§ **PASSAGE PROVIDED**
········

An agent edge is directed from a receive executed by an agent to the next receive executed by the same agent. An agent edge is labeled with the state of the agent between the receives. (This diagram doesn't show labels.)

Steps

We call the execution of each receive a step in the dataflow graph. Steps and vertices of a dataflow graph are identical. Later we will also use steps in computations.

Fictitious Initial and Final Steps

We have a fictitious initial step for each agent which represents the creation of the initial state of that agent. For example, in figure 4, x_init represents a step that creates the initial state of agent X and also the initial messages in the channels from agent X.

Fig3
Figure 6: Fictitious Initial Event at Agent u

Likewise, we have a fictitious final step for each agent which represents the final state of the agent and the messages in transit to the agent in the final step. For example, in figure 4 there is a message from X to Y, and there is also a message from Z to Y in the final state.

········

§ **DIRECTIONS**
**A)** Copy the passage on dataflow graph steps word for word, starting at "An agent edge is directed" and ending at "from agent X.".
**B)** Answer these questions about the passage on dataflow graph steps:
(i) What is an agent edge labeled with?
(ii) What is the execution of each receive called?
(iii) What does the fictitious initial step for each agent represent?
**C)** Write what comes next in the passage on agent edges and steps in a dataflow graph, picking up after its final sentence.

§ **GIVEN DATA**
········

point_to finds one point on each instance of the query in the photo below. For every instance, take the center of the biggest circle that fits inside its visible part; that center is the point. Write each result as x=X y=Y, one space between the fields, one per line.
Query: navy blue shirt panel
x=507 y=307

········

§ **EXERCISE RESULTS**
**A)**
An agent edge is directed from a receive executed by an agent to the next receive executed by the same agent. An agent edge is labeled with the state of the agent between the receives. (This diagram doesn't show labels.)

Steps

We call the execution of each receive a step in the dataflow graph. Steps and vertices of a dataflow graph are identical. Later we will also use steps in computations.

Fictitious Initial and Final Steps

We have a fictitious initial step for each agent which represents the creation of the initial state of that agent. For example, in figure 4, x_init represents a step that creates the initial state of agent X and also the initial messages in the channels from agent X.

**B)**
(i) The state of the agent between the receives.
(ii) A step in the dataflow graph.
(iii) The creation of the initial state of that agent.

**C)**
Fig4
Figure 7: Fictitious Final Event at Agent v

Example of a Dataflow Graph

Fig2
Figure 8: Example of a Dataflow Graph

The figure shows the dataflow graph for a system consisting of two agents u and v, and with two channels (u, v) and (v, u). Steps 1 and 4 of the dataflow are at agent u, and steps 2 and 3 are at v. The initial states at agents u and v are represented by outputs of steps u_init and v_init, respectively, and final states by inputs to u_fini and v_fini, respectively.

The labels u1, u2, u3 are: (1) the initial state of agent u, (2) the state of u between steps 1 and 4, and (3) the state of u after step 4, respectively. Likewise, the labels v1, v2, v3 are the states of agent v initially and after steps 2 and 3, respectively.

Message edges are labeled m1, m2, m3, m4, m5. Initially channel (u, v) contains message m2 and channel (v, u) contains message m1. Message m3 is sent in step 1 and received in step 3, and message m4 is sent in step 3 and received in step 4.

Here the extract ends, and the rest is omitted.